━━ Estratto del documento
Non fu invece cosi nel 1945 quando, dopo aver trionfato sul nazismo, gli Stati Uniti capirono che, una volta vinta la guerra, era necessario “vincere la pace”, conquistare cioè i cuori e le menti (riempiendo anche le pance vuote) degli ex nemici che andavano integrati in un disegno più generale di stabilità e sviluppo. Alla fine delle ostilità, gli italiani corsero in massa a festeggiare l’arrivo delle truppe americane, le stesse che avevano bombardato ripetutamente obiettivi militari, industriali e urbani, causando anche decine di migliaia di vittime tra i civili. I giapponesi sconfitti, nonostante l’orrore di Hiroshima e Nagasaki, accettarono l’amministrazione militare americana che intendeva riedificare ex novo le strutture dello stato, usando come figura di unità nazionale un imperatore che aveva avuto gravissime responsabilità nel conflitto. E un processo simile avvenne in Germania, le cui città erano state rase al suolo da spietati bombardamenti a tappeto.

Vincere la guerra. E poi?

Il generale George Marshall, segretario di Stato USA tra il 1947 e il 1949, è stato forse uno degli ultimi statisti americani a capire il concetto di “nation builiding”.

Gli Stati Uniti dimostrarono allora di padroneggiare adeguatamente il concetto di “nation building” e di saper guardare alle popolazioni sconfitte con gli occhi del futuro, puntando a trasformare in alleati coloro con cui ci si era scontrati sul campo di battaglia. Questa strategia si è rivelata vincente e ha garantito all’Europa molti decenni di pace. Ma il delirio di onnipotenza seguito alla vittoria nella Prima guerra del Golfo, insieme al crollo del comunismo che non ha retto il confronto con le democrazie liberali, illuse gli americani che la potenza militare sarebbe stata sufficiente a garantire loro la supremazia globale, sostenuta anche da un’economia avanzata, prospera e in continua crescita. L’economista e politologo statunitense Francis Fukuyama, in un suo saggio del 1992, arrivò a parlare di “fine della storia” e a prospettare un futuro in cui il sistema liberaldemocratico, momento culminante della lunga evoluzione storica dell’umanità, avrebbe trionfato senza problemi.
━━━━
━━ Dati in esame
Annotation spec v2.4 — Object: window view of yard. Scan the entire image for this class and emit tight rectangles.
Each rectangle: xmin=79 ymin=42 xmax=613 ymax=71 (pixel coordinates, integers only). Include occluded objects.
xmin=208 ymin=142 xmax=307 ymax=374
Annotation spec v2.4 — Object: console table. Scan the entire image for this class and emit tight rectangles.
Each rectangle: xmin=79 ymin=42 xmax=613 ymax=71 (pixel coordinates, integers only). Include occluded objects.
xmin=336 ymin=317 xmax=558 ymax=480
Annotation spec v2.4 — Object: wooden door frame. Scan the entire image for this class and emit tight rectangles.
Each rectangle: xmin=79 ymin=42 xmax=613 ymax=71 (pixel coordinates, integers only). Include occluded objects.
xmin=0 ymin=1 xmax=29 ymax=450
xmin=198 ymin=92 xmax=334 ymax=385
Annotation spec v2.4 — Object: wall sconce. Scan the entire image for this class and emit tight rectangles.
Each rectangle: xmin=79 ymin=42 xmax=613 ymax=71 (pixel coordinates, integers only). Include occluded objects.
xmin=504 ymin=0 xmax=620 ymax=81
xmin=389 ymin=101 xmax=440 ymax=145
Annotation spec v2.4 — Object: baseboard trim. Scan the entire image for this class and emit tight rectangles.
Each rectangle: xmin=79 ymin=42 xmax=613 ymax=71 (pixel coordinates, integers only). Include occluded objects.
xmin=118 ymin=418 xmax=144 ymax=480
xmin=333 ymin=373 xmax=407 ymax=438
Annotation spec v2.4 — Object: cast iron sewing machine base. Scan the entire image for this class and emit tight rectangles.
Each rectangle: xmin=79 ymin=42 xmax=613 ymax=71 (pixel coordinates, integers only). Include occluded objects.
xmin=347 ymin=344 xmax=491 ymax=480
━━━━
Consegna: Prosegui il brano sul “nation building” statunitense, riprendendo dopo l’ultima frase riportata, quella sul saggio di Fukuyama.

Soluzione:
Purtroppo, come è sotto gli occhi di tutti, le cose non sono andate per niente nella direzione auspicata. Al contrario, sono proprio Cina e Russia, due stati autoritari che ignorano in toto cosa siano i diritti umani, a sfidare i concetti di società aperta tipici delle democrazie occidentali e a proporsi, con un certo successo, come modelli da seguire al resto del mondo. Un esempio a questo proposito è la “diplomazia dei vaccini” lanciata sia da Mosca che da Pechino, che si sta presentando all’Africa come un generoso donatore che ha a cuore le sorti degli ex colonizzati. Inoltre, Cina e Russia hanno fatto grandi progressi nel colmare le proprie carenze nel campo della guerra moderna. In particolare, oltre ad aver sviluppato una notevole capacità negli attacchi cibernetici, hanno realizzato sistemi d’attacco di precisione a lungo raggio, come missili anti nave e anti aereo, in grado di mettere in difficoltà il dispiegamento globale degli Stati Uniti.